== What you will do ==
Edit the data starting at the line containing "Locate the corrugated" and ending at the line containing "pixel 581 518", replacing "sea water" with "ocean water" and keeping everything else the same. Give back only those lines.

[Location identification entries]
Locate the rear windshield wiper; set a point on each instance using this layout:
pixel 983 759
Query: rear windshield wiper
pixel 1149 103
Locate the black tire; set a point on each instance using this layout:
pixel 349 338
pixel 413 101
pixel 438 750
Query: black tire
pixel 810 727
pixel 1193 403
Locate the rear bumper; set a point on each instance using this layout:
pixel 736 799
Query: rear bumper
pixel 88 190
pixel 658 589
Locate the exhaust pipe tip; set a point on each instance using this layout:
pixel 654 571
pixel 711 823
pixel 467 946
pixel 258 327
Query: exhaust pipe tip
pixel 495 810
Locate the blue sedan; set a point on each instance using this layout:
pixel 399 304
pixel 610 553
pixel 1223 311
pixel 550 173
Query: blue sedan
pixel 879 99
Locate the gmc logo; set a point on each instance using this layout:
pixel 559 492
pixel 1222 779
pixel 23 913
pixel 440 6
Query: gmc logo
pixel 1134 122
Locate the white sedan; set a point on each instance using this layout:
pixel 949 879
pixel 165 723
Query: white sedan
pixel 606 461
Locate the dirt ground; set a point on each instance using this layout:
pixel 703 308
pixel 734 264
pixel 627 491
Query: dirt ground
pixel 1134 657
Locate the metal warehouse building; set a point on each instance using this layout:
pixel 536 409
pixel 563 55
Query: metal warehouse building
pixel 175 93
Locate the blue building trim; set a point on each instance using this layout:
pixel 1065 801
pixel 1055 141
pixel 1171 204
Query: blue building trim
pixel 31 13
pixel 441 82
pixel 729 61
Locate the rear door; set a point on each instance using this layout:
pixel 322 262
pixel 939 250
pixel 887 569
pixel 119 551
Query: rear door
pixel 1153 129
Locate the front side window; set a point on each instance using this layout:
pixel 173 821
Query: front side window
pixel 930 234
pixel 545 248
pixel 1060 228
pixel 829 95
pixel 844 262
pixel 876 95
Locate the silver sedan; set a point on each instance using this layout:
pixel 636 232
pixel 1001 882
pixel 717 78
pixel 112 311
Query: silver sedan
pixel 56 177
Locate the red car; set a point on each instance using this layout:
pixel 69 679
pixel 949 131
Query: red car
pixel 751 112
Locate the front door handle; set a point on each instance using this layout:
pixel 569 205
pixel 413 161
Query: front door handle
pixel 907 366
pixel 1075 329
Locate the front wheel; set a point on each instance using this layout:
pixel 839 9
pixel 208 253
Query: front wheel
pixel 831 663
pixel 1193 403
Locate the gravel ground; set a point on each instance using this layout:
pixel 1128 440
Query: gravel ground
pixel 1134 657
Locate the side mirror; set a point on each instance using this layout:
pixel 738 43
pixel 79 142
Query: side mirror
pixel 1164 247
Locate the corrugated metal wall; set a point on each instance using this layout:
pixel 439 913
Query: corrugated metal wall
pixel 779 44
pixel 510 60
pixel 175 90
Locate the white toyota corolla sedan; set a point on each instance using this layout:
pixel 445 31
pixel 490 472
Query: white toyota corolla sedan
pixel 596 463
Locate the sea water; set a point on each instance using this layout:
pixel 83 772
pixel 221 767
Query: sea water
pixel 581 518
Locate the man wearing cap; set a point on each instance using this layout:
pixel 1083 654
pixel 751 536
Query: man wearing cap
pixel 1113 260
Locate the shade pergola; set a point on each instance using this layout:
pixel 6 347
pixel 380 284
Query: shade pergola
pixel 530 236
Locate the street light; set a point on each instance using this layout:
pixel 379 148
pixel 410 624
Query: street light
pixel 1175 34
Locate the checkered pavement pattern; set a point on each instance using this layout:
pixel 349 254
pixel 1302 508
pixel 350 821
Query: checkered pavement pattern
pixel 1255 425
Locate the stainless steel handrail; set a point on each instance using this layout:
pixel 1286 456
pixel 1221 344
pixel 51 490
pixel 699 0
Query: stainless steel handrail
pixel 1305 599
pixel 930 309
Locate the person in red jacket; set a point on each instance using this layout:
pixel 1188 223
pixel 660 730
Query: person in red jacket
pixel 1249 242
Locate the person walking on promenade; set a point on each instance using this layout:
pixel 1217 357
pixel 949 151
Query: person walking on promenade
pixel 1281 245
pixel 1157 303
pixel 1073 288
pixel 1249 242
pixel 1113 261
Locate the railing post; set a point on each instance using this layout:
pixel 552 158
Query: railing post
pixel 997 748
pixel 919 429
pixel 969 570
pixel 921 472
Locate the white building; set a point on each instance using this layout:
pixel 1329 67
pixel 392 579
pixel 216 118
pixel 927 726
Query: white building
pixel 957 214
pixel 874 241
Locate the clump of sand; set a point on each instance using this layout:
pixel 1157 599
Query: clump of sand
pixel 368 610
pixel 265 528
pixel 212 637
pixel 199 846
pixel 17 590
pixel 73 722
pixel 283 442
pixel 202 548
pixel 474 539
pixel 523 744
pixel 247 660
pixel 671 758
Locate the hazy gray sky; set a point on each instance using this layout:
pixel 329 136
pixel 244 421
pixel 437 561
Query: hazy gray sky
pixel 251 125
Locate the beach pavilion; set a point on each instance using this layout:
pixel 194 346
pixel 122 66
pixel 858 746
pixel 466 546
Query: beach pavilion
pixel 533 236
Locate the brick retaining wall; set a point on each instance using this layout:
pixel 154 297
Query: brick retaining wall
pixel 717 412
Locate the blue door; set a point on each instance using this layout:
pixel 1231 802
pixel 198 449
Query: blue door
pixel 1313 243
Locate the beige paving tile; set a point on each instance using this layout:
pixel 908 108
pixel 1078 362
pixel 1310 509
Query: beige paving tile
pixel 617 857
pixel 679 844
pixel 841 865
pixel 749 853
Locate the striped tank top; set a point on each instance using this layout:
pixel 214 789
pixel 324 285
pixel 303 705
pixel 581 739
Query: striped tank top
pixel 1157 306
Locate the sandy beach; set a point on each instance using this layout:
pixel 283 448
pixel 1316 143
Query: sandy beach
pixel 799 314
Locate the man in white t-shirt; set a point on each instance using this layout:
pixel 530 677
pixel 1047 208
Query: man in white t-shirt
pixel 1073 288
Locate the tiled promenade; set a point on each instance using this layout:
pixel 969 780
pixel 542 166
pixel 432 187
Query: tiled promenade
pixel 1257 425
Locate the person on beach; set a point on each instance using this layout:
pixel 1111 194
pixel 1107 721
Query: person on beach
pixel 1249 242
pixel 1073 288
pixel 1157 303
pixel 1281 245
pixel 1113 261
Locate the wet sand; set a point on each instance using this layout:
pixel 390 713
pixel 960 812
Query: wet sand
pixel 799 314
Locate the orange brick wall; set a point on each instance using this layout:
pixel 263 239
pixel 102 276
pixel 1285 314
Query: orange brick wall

== The output ==
Locate the corrugated metal wall; set a point on each instance using this layout:
pixel 439 913
Query: corrugated metal wall
pixel 779 44
pixel 510 60
pixel 175 90
Locate the white toyota corolla sedan; set a point on each instance using this layout:
pixel 445 31
pixel 490 472
Query: white toyota corolla sedan
pixel 596 463
Locate the ocean water; set a point on each instance using this layout:
pixel 83 772
pixel 221 767
Query: ocean water
pixel 581 518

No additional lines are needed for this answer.